[Entries supplied Boundary: Start]

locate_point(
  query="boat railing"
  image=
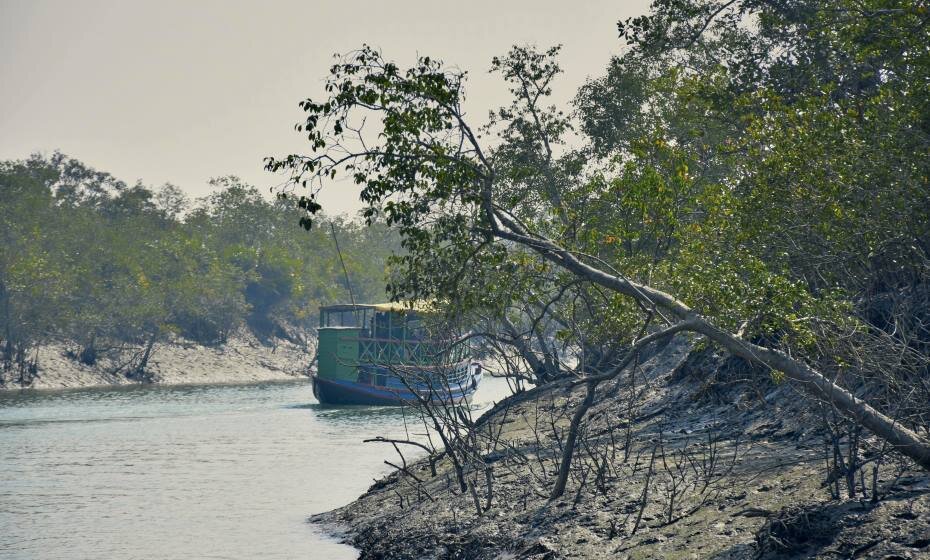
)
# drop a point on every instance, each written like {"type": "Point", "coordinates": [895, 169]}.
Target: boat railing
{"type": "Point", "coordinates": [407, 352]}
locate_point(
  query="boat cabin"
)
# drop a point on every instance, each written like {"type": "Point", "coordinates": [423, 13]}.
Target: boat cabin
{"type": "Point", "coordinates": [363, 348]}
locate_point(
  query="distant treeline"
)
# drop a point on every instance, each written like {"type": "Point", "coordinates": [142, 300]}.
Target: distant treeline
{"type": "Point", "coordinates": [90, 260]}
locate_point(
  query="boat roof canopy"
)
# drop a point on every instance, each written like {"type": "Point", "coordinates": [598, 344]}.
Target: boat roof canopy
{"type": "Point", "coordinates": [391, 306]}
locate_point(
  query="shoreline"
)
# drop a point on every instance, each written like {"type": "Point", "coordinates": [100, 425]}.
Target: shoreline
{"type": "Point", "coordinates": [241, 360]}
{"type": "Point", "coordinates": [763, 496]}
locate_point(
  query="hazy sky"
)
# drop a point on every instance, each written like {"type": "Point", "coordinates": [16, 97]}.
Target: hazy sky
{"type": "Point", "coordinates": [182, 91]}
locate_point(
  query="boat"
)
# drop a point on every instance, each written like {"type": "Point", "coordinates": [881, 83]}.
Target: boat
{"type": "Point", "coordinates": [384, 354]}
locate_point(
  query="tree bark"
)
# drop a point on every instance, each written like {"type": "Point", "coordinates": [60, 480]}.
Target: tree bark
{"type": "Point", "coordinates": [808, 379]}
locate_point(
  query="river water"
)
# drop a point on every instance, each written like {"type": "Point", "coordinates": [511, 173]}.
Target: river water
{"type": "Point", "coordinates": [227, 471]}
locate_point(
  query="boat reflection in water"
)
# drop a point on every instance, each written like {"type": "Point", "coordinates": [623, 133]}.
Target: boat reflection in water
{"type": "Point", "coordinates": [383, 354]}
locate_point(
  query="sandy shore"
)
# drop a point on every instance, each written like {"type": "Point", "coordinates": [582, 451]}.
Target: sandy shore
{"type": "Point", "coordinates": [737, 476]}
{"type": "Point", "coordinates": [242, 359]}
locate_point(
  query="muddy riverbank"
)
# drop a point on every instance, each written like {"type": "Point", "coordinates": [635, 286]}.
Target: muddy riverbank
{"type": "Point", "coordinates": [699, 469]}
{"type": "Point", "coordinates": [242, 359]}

[Entries supplied Boundary: End]

Task details »
Review the entries above and return every line where "query" appears.

Completed exercise »
  query="boat railing"
  query="boat cabin"
  query="distant treeline"
  query="boat roof canopy"
  query="shoreline"
  query="hazy sky"
  query="boat"
  query="tree bark"
  query="river water"
  query="boat reflection in water"
  query="sandy shore"
  query="muddy riverbank"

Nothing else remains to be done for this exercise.